Metin Alıntısı —
· · ·
Bazı Filistin Yönetimi reformları başarılı oldu. Arafat anayasayı değiştirerek başkanlık ve başbakanlık yetkilerini birbirinden ayırdı ve Fransa’daki sisteme benzer bir sisteme doğru ilerledi. Bu bazı denge ve denetleme mekanizmaları yaratması açısından önemliydi ancak Abbas kendi gücüne getirilen sınırlamaların çoğunu görmezden geldi. Filistin Yönetimi temel kamu hizmetleri ve altyapı hizmetlerini sağlıyor ve toplumsal taleplere yanıt vermeye çalışıyor ancak değişimi gerçekleştirecek yetki ve güvenilirlikten yoksun. Filistin Yönetimi’nin yasama organı, Batı Şeria ve Gazze’nin yönetim makamlarının 2007’de ayrılmasından bu yana toplanmadı. O zamandan beri Filistin Yönetimi yasaları bakanlık tavsiyesi ve başkanlık kararnamesi ile yapılıyor ve bu da yasal bir karmaşa yaratıyor.
· · ·
Verilen Bilgiler —
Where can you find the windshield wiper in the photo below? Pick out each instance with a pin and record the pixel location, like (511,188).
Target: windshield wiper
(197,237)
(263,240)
· · ·
Görev — Filistin Yönetimi reformlarını anlatan metinde "Bazı Filistin Yönetimi" sözleriyle başlayan kısmı, "bir karmaşa yaratıyor." sözleri de dahil olmak üzere, harfi harfine yeniden yazın.

Görevin Yanıtı —
Bazı Filistin Yönetimi reformları başarılı oldu. Arafat anayasayı değiştirerek başkanlık ve başbakanlık yetkilerini birbirinden ayırdı ve Fransa’daki sisteme benzer bir sisteme doğru ilerledi. Bu bazı denge ve denetleme mekanizmaları yaratması açısından önemliydi ancak Abbas kendi gücüne getirilen sınırlamaların çoğunu görmezden geldi. Filistin Yönetimi temel kamu hizmetleri ve altyapı hizmetlerini sağlıyor ve toplumsal taleplere yanıt vermeye çalışıyor ancak değişimi gerçekleştirecek yetki ve güvenilirlikten yoksun. Filistin Yönetimi’nin yasama organı, Batı Şeria ve Gazze’nin yönetim makamlarının 2007’de ayrılmasından bu yana toplanmadı. O zamandan beri Filistin Yönetimi yasaları bakanlık tavsiyesi ve başkanlık kararnamesi ile yapılıyor ve bu da yasal bir karmaşa yaratıyor.